■ **WORK TASK**
Below is a listing. Set down exactly the lines from the one containing "Where can the woven" through the one containing "Where can the white daisy", both ends included, and leave out the rest.

■ **RECORDS SHOWN**
===============
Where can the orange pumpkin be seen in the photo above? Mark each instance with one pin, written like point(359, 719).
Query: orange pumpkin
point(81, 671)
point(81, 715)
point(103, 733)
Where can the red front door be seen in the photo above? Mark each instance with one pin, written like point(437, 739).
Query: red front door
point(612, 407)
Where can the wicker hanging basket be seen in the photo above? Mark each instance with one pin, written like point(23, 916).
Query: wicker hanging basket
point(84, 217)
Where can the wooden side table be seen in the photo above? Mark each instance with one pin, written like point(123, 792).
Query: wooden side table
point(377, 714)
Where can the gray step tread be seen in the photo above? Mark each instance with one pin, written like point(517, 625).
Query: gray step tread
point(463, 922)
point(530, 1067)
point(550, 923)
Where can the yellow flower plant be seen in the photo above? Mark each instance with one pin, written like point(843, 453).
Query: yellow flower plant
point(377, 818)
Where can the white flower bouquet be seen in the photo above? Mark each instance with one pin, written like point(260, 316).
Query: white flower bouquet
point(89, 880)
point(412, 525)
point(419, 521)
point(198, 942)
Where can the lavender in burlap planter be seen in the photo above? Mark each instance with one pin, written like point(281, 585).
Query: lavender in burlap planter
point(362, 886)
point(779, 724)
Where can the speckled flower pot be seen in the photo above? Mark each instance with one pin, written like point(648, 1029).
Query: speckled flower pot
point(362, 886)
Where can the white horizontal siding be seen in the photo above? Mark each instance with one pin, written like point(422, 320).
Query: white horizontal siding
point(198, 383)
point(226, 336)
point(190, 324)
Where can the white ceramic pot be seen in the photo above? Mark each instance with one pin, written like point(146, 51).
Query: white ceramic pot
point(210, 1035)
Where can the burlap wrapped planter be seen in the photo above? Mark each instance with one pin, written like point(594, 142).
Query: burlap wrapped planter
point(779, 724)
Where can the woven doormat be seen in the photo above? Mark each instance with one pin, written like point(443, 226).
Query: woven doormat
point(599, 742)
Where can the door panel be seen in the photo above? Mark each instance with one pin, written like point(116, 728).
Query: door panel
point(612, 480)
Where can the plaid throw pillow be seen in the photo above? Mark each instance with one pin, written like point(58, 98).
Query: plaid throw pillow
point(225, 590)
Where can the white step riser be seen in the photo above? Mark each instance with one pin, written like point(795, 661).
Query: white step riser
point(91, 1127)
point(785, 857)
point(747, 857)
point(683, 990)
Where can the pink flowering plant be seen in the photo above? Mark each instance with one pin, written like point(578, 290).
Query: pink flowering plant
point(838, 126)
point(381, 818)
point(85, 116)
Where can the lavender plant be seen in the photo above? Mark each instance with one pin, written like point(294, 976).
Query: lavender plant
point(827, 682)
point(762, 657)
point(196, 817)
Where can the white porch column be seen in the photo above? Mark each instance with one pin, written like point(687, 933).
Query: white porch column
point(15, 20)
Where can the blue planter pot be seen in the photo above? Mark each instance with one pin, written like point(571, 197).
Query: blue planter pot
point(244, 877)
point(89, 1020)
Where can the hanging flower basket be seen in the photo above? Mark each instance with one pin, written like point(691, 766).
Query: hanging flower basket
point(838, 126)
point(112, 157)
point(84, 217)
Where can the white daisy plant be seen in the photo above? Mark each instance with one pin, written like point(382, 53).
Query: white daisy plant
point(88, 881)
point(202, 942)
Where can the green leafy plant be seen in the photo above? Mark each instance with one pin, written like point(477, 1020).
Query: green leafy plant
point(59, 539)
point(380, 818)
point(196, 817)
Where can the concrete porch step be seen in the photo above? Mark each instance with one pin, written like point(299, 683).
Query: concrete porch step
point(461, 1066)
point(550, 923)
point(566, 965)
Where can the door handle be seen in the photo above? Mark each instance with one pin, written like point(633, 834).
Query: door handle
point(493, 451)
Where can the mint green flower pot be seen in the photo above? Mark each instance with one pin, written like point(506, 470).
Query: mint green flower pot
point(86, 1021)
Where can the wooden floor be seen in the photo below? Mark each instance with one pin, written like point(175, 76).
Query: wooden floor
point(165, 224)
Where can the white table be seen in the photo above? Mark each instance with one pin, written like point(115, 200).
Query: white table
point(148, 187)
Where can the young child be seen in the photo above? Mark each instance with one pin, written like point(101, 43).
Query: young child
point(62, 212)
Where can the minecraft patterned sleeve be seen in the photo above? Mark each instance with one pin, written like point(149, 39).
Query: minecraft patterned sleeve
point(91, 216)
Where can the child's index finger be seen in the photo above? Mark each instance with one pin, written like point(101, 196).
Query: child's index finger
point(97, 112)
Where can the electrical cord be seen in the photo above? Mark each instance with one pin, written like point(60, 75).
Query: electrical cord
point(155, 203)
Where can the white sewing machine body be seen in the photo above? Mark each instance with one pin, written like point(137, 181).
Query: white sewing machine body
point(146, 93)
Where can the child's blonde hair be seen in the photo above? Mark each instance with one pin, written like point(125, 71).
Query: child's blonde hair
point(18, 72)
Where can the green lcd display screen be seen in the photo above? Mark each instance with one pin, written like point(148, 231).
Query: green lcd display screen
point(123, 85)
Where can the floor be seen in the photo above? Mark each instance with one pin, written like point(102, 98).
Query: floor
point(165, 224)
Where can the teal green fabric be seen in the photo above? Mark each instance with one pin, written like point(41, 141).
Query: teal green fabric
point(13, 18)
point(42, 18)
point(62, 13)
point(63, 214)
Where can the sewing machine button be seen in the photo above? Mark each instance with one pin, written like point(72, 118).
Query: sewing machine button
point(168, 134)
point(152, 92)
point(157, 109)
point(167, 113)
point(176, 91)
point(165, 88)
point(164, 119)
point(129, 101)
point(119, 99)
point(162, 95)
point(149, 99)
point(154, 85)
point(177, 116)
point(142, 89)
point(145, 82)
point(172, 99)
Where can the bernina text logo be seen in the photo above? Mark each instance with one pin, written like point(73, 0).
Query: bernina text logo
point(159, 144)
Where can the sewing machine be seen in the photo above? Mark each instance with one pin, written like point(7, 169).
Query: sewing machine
===============
■ **WRITTEN RESPONSE**
Where can the woven doormat be seen in the photo above? Mark each instance with one pin, written like point(443, 226).
Query: woven doormat
point(599, 742)
Where can the door panel be seen in the photo above? Mark each instance with one pin, written like point(116, 728).
Query: door panel
point(612, 480)
Where can the plaid throw pillow be seen in the photo above? Mark each instance with one pin, written like point(58, 98).
Query: plaid throw pillow
point(225, 590)
Where can the white step riser be seen in the photo above? Mark each instance with one pin, written like point(795, 661).
Query: white step riser
point(91, 1127)
point(785, 857)
point(747, 857)
point(683, 990)
Where can the pink flowering plant be seen in the photo above? Mark each instance with one pin, written like point(578, 290).
Query: pink flowering plant
point(838, 126)
point(381, 818)
point(85, 116)
Where can the lavender plant be seen in the photo above? Mark each instance with one pin, written like point(294, 976).
Query: lavender plant
point(827, 682)
point(762, 657)
point(196, 817)
Where can the white porch column be seen in the photo above? Mark each instance with one pin, written like point(687, 933).
Query: white porch column
point(15, 20)
Where can the blue planter pot be seen in the photo above? Mark each instance with one pin, written like point(571, 197).
Query: blue planter pot
point(244, 877)
point(89, 1020)
Where can the hanging flower basket be seen in the photo above? Mark each instance with one pin, written like point(691, 766).
Query: hanging flower basket
point(838, 126)
point(112, 157)
point(84, 217)
Where can the white daisy plant be seen in the photo above? Mark each instance with one pin, written like point(382, 53).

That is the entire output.